- _Exercise directions_
Set down each item below word for word, changing nothing.

- _Recorded data_
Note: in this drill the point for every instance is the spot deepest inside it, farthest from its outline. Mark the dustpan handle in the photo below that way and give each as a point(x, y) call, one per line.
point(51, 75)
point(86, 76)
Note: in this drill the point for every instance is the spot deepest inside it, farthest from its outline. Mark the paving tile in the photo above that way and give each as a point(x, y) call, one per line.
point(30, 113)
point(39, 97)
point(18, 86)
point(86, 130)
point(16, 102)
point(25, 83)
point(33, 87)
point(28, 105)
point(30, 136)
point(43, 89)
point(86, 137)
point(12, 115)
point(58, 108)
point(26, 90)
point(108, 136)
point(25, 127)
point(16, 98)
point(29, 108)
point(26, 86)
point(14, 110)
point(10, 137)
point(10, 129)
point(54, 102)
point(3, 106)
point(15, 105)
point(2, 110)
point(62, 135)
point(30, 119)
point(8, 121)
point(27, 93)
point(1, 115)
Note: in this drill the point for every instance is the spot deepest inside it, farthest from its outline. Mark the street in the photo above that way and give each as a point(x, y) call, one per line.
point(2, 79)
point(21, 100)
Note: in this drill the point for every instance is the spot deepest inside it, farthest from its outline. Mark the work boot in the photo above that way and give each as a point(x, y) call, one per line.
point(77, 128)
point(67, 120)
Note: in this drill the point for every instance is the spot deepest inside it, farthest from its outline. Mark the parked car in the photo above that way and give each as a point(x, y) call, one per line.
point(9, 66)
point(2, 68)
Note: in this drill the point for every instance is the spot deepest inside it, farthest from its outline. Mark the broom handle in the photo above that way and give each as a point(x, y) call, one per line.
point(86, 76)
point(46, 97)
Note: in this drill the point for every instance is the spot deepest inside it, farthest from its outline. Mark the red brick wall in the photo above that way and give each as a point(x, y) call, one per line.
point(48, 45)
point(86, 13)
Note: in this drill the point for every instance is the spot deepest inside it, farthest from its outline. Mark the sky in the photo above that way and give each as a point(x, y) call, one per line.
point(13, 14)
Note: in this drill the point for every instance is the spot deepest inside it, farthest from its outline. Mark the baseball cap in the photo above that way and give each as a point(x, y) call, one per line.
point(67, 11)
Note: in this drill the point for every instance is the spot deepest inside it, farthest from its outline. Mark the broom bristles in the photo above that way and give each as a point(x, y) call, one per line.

- _Solved exercise_
Note: in this drill the point for every instance is the spot deepest inside it, farthest from its outline. Mark the dustpan handle in the photo below that way and give each as a point(x, y) call, one per line.
point(51, 75)
point(86, 76)
Note: in this drill the point for every instance is the spot deepest inside it, farthest from its outline. Mark the paving tile in the photo above that way and give each as a point(x, y) call, one per line.
point(30, 113)
point(39, 97)
point(18, 86)
point(86, 130)
point(16, 102)
point(25, 83)
point(33, 87)
point(28, 105)
point(30, 136)
point(43, 89)
point(86, 137)
point(12, 115)
point(58, 108)
point(26, 90)
point(108, 136)
point(25, 127)
point(16, 98)
point(29, 108)
point(26, 86)
point(14, 110)
point(10, 137)
point(10, 129)
point(54, 102)
point(3, 106)
point(15, 105)
point(2, 110)
point(62, 135)
point(30, 119)
point(8, 121)
point(27, 93)
point(1, 115)
Note: in this drill the point for every instance is the spot deepest inside it, farthest from its outline. Mark the street in the photo above that way and give each as a point(x, y) call, one per line.
point(2, 79)
point(21, 100)
Note: in this drill the point for every instance is the spot deepest inside it, farthest from its outline. Mark the work boot in the photo above that way and give each as a point(x, y) call, one per line.
point(77, 128)
point(67, 120)
Note: in this drill the point for every instance is the spot deepest inside it, farthest from its outline. Mark the parked car in the photo above that way and give each as a point(x, y) call, one per line.
point(9, 66)
point(2, 68)
Note: in this drill the point for every instance is the spot deepest inside it, farthest from its outline. Mark the broom handle in the photo above that way and give each as a point(x, y) call, one per line.
point(86, 76)
point(46, 97)
Note: in this drill the point for every instance is the spot deepest inside it, farthest from its outline. Mark the red brick wall in the photo above that way and give each as a point(x, y) call, one per line.
point(48, 45)
point(86, 13)
Note: in this drill the point for every instance is the spot deepest inside it, farthest from its outline. Mark the sky in the photo above that way and give each as a point(x, y) call, one per line.
point(13, 14)
Note: in this drill the point for every instance is the spot deepest inside it, farthest from its outline. Mark the baseball cap in the photo above that way and give each as a point(x, y) call, one per line.
point(67, 11)
Note: in this drill the point for every instance is the spot deepest inside it, farthest from its outline. Mark the broom bristles in the photo above that way and give each as a point(x, y) call, one per line.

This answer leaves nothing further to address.